*** Supplied material Section Begins ***

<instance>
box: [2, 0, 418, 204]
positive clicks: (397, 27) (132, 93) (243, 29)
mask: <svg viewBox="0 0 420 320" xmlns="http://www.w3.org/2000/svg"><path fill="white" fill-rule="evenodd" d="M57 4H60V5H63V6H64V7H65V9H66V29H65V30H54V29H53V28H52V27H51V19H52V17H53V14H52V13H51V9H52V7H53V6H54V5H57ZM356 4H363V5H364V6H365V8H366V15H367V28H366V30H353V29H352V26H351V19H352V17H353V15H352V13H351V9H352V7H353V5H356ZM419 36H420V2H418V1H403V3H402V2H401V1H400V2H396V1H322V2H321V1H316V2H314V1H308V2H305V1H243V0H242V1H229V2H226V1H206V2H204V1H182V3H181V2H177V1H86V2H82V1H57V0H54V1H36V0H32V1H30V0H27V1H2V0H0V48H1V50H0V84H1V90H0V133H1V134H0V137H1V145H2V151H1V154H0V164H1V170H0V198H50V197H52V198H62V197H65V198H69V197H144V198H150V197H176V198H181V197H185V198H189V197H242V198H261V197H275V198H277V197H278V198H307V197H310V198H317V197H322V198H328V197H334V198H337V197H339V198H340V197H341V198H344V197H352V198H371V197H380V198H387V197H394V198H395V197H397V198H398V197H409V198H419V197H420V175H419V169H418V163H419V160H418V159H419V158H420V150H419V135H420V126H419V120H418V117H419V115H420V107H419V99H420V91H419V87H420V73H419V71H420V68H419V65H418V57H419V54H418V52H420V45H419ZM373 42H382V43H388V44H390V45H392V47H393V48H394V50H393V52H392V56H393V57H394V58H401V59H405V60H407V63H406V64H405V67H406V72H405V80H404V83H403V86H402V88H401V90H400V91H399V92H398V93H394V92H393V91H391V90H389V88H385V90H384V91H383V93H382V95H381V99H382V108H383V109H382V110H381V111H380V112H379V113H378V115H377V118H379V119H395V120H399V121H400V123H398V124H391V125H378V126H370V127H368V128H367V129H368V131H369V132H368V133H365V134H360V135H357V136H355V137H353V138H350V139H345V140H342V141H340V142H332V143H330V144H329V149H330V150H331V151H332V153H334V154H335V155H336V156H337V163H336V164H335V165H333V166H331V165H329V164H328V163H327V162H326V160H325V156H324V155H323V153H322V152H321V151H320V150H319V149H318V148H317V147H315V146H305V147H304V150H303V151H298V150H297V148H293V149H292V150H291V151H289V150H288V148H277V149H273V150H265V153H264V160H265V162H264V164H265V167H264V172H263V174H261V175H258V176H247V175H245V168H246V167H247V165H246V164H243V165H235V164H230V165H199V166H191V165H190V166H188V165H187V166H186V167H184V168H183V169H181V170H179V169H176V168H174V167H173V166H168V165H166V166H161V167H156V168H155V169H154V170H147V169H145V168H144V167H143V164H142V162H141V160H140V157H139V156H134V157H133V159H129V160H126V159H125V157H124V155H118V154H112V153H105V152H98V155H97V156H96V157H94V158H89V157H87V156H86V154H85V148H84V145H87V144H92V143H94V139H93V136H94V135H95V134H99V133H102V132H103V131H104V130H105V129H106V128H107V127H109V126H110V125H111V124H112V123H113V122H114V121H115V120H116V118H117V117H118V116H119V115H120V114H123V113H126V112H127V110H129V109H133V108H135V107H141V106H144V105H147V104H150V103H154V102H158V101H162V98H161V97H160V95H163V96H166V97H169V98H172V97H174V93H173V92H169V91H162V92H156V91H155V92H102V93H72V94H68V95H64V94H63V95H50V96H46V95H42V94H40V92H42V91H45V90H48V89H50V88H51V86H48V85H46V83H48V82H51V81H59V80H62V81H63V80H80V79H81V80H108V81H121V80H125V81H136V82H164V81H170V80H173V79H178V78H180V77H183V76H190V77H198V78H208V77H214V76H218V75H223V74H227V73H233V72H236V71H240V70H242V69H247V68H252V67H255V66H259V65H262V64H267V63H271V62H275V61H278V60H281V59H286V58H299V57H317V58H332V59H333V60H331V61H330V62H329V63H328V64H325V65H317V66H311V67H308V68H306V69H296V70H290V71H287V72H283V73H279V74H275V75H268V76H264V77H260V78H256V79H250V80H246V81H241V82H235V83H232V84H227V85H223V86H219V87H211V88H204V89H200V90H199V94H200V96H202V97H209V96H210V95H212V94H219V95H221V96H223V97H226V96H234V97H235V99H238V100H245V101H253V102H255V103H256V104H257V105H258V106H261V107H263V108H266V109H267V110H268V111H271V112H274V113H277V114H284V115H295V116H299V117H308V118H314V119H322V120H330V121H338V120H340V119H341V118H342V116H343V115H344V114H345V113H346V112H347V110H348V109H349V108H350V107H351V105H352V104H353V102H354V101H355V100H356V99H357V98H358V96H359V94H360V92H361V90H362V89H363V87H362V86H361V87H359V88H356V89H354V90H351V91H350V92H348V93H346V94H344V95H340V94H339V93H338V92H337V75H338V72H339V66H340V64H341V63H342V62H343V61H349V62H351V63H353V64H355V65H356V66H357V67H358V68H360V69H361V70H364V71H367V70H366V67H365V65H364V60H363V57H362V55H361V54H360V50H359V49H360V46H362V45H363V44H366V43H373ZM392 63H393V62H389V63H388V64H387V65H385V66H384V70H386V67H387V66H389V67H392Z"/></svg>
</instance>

*** Supplied material Section Ends ***

= What the task asks =
Write out all records exactly, keeping every detail.

= Output for this task =
<instance>
box: [2, 0, 418, 204]
positive clicks: (397, 27) (132, 93) (243, 29)
mask: <svg viewBox="0 0 420 320" xmlns="http://www.w3.org/2000/svg"><path fill="white" fill-rule="evenodd" d="M57 4H60V5H63V6H64V7H65V9H66V29H65V30H54V29H53V28H52V27H51V19H52V17H53V14H52V13H51V9H52V7H53V6H54V5H57ZM356 4H363V5H364V6H365V8H366V15H367V28H366V30H353V29H352V26H351V19H352V17H353V15H352V13H351V9H352V7H353V5H356ZM419 36H420V2H418V1H403V3H402V2H401V1H400V2H396V1H322V2H321V1H316V2H314V1H308V2H305V1H243V0H242V1H229V2H226V1H206V2H204V1H182V3H181V2H177V1H86V2H82V1H57V0H54V1H36V0H32V1H30V0H27V1H2V0H0V48H1V50H0V84H1V90H0V133H1V134H0V137H1V145H2V151H1V154H0V164H1V170H0V198H50V197H52V198H62V197H65V198H69V197H144V198H150V197H176V198H181V197H185V198H189V197H242V198H261V197H275V198H277V197H278V198H307V197H310V198H317V197H322V198H328V197H334V198H337V197H339V198H340V197H341V198H344V197H352V198H371V197H380V198H387V197H394V198H395V197H397V198H398V197H409V198H419V197H420V175H419V169H418V163H419V160H418V159H419V158H420V150H419V135H420V126H419V120H418V117H419V115H420V107H419V99H420V91H419V87H420V73H419V71H420V68H419V65H418V57H419V54H418V52H420V45H419ZM373 42H382V43H388V44H390V45H392V47H393V48H394V50H393V52H392V56H393V57H394V58H401V59H405V60H407V63H406V64H405V67H406V72H405V80H404V83H403V86H402V88H401V90H400V91H399V92H398V93H394V92H393V91H391V90H389V88H385V90H384V91H383V93H382V95H381V99H382V108H383V109H382V110H381V111H380V112H379V113H378V115H377V118H379V119H395V120H399V121H400V123H398V124H391V125H378V126H370V127H368V128H367V129H368V131H369V132H368V133H365V134H360V135H357V136H355V137H353V138H350V139H345V140H342V141H340V142H332V143H330V144H329V149H330V150H331V151H332V153H334V154H335V155H336V156H337V163H336V164H335V165H333V166H331V165H329V164H328V163H327V162H326V160H325V156H324V155H323V153H322V152H321V151H320V150H319V149H318V148H317V147H315V146H305V147H304V150H303V151H298V150H297V148H293V149H292V150H291V151H289V150H288V148H277V149H273V150H265V153H264V160H265V162H264V164H265V167H264V172H263V174H261V175H258V176H247V175H245V168H246V167H247V165H246V164H243V165H235V164H230V165H199V166H191V165H190V166H188V165H187V166H186V167H184V168H183V169H181V170H179V169H176V168H174V167H173V166H168V165H166V166H161V167H156V168H155V169H154V170H147V169H145V168H144V167H143V164H142V162H141V160H140V157H139V156H134V157H133V159H129V160H126V159H125V157H124V155H118V154H112V153H105V152H98V155H97V156H96V157H94V158H89V157H87V156H86V154H85V148H84V145H87V144H92V143H94V139H93V136H94V135H95V134H99V133H102V132H103V131H104V130H105V129H106V128H107V127H109V126H110V125H111V124H112V123H113V122H114V121H115V120H116V118H117V117H118V116H119V115H120V114H123V113H126V112H127V110H129V109H133V108H135V107H141V106H144V105H147V104H150V103H154V102H158V101H162V98H161V97H160V95H163V96H166V97H169V98H172V97H174V93H173V92H169V91H162V92H156V91H155V92H102V93H72V94H68V95H64V94H63V95H50V96H46V95H42V94H40V92H42V91H45V90H48V89H50V88H51V86H48V85H46V83H48V82H51V81H59V80H62V81H63V80H80V79H81V80H108V81H121V80H125V81H136V82H164V81H170V80H173V79H178V78H180V77H183V76H190V77H198V78H208V77H214V76H218V75H223V74H227V73H233V72H236V71H240V70H242V69H247V68H252V67H255V66H259V65H262V64H267V63H271V62H275V61H278V60H281V59H286V58H299V57H317V58H332V59H333V60H331V61H330V62H329V63H328V64H325V65H317V66H311V67H308V68H306V69H296V70H290V71H287V72H283V73H279V74H275V75H268V76H264V77H260V78H256V79H250V80H246V81H241V82H235V83H232V84H227V85H223V86H219V87H211V88H204V89H200V90H199V94H200V96H202V97H209V96H210V95H212V94H219V95H221V96H223V97H226V96H234V97H235V99H238V100H245V101H253V102H255V103H256V104H257V105H258V106H261V107H263V108H266V109H267V110H268V111H271V112H274V113H277V114H284V115H295V116H299V117H308V118H314V119H322V120H330V121H338V120H340V119H341V118H342V116H343V115H344V114H345V113H346V112H347V110H348V109H349V108H350V107H351V105H352V104H353V102H354V101H355V100H356V99H357V98H358V96H359V94H360V92H361V90H362V89H363V87H362V86H361V87H359V88H356V89H354V90H351V91H350V92H348V93H346V94H344V95H340V94H339V93H338V92H337V75H338V72H339V66H340V64H341V63H342V62H343V61H349V62H351V63H353V64H355V65H356V66H357V67H358V68H360V69H361V70H364V71H367V70H366V67H365V65H364V60H363V57H362V55H361V54H360V50H359V49H360V46H362V45H363V44H366V43H373ZM392 63H393V62H389V63H388V64H387V65H385V66H384V70H386V67H387V66H389V67H392Z"/></svg>
</instance>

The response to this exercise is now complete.